SOURCE EXTRACT:
►

I hope that everyone had a wonderful 4th of July weekend, and enjoyed a couple extra days off. We originally thought of going somewhere for a few days, but decided against it. Instead we took advantage of living 60 minutes from Rocky Mountain National Park, and did a couple gorgeous hikes. If you follow me on Facebook, you may have seen that on the 4th we hiked to the top of Mt. Chiquita. It was about a 6 mile hike, but we get up to over 13,000 feet. Then on Saturday we hiked for just over 9 miles to a few mountain lakes, and got to hike up part of a waterfall. Then on Sunday, we went for a 30 mile bike ride on trails around Fort Collins. It was a busy and active weekend; my favorite kind!
I have struggled with cooking this summer. I don’t know what my problem is, but nothing really sounds good lately. It has been so hot, not a lot has been appealing. I don’t really want to turn on the oven to heat up the house, plus I want it to be light and fresh to match the season. For those of you following along, we ordered a new grill! Hopefully it will be here by this weekend, because grilling turkey burgers, chicken, and shrimp is all I want to cook lately! And this salad.

◄

DATA EXCERPTS:

►

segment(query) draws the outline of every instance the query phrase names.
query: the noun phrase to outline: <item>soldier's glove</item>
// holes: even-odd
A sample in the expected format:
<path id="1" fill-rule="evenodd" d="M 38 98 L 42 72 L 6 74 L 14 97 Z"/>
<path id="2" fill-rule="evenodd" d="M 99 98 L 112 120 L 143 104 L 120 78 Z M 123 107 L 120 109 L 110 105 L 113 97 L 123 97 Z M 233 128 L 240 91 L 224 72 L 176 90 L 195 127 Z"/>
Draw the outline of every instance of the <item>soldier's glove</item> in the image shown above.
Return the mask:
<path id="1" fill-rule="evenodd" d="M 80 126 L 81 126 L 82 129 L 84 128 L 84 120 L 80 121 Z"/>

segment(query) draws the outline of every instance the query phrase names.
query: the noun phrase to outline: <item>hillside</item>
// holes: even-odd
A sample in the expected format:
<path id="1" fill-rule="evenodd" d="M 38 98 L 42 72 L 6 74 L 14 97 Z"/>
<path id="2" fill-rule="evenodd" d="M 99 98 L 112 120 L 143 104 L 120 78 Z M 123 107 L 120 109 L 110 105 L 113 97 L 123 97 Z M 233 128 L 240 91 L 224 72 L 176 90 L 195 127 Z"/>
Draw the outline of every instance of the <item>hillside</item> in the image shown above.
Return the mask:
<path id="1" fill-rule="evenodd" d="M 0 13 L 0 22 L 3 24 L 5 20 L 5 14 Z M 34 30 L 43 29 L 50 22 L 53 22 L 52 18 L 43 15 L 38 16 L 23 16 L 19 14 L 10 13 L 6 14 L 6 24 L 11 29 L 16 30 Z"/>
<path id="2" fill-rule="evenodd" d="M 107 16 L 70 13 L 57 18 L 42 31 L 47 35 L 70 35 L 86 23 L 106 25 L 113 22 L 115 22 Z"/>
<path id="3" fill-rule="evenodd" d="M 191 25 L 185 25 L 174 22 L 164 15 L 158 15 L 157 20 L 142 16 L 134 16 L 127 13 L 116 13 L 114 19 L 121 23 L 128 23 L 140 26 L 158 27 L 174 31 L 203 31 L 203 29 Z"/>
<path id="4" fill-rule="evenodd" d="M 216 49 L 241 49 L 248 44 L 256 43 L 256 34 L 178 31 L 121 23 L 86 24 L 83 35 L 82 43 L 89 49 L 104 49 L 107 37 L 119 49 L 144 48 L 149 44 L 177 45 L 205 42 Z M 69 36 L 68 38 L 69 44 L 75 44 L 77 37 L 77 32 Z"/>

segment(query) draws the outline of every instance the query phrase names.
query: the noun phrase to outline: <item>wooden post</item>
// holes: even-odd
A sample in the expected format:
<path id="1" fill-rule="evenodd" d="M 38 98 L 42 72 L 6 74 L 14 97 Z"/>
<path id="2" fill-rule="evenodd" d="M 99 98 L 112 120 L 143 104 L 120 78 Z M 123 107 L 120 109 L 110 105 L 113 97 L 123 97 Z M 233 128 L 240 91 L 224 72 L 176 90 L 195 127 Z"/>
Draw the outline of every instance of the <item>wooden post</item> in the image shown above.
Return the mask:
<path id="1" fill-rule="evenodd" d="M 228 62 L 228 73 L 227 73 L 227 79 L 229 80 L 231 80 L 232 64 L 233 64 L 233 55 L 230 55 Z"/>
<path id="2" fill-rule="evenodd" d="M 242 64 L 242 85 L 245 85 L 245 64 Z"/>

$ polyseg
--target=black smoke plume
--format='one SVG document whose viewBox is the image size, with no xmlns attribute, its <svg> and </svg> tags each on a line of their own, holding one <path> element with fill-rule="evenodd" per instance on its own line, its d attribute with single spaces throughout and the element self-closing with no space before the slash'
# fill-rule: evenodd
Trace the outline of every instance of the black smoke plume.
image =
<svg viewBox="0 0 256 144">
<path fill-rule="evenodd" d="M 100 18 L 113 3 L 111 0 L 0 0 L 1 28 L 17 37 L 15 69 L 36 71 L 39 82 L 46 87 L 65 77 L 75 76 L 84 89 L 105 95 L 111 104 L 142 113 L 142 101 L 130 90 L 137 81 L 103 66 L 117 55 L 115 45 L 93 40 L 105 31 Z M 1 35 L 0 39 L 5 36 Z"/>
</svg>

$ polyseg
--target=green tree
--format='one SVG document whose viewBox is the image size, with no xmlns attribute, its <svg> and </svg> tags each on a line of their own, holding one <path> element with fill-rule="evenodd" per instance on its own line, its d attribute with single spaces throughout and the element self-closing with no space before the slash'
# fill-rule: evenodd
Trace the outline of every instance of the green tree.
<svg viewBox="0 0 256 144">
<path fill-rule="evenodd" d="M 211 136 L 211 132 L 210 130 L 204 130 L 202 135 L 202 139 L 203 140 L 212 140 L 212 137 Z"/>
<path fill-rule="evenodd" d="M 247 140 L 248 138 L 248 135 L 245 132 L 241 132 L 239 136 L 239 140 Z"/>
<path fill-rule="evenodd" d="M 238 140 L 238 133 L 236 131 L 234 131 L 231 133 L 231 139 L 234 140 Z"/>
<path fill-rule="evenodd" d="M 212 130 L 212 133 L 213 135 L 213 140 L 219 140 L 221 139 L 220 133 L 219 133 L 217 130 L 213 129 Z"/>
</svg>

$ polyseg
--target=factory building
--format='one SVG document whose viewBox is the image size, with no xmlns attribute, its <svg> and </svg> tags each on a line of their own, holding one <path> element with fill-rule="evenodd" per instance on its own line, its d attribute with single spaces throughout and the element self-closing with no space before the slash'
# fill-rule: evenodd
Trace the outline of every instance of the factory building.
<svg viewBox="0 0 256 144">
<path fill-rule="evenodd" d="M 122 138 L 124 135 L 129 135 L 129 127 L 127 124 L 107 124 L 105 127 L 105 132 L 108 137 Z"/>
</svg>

◄

STUDY QUESTIONS:
1. In the post, rewrite the part starting with "I have struggled" and going on through "And this salad.", substituting "veggie burgers" for "turkey burgers".
2. According to the post, how long was the Sunday bike ride?

ANSWERS FOR THIS EXERCISE:
1.
I have struggled with cooking this summer. I don’t know what my problem is, but nothing really sounds good lately. It has been so hot, not a lot has been appealing. I don’t really want to turn on the oven to heat up the house, plus I want it to be light and fresh to match the season. For those of you following along, we ordered a new grill! Hopefully it will be here by this weekend, because grilling veggie burgers, chicken, and shrimp is all I want to cook lately! And this salad.

2. 30 miles